- [What the exercise asks]:
Please count the lines in the items below that contain the word "filling", and reply with only that number.

Pointing dataset records:
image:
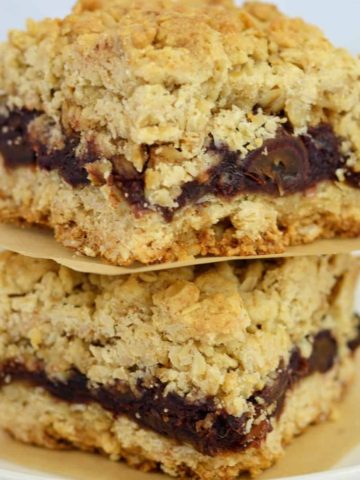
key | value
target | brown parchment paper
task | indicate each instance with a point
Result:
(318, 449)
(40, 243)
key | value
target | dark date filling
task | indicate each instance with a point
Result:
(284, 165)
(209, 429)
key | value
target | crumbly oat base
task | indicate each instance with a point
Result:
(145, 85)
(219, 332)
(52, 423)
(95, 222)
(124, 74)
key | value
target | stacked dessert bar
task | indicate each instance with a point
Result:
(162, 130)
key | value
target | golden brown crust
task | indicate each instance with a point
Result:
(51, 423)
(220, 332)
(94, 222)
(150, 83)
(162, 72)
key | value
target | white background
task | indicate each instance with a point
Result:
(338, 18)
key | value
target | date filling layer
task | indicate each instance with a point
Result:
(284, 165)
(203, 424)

* * *

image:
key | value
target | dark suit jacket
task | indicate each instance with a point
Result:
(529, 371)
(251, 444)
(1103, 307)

- [Answer for the task]:
2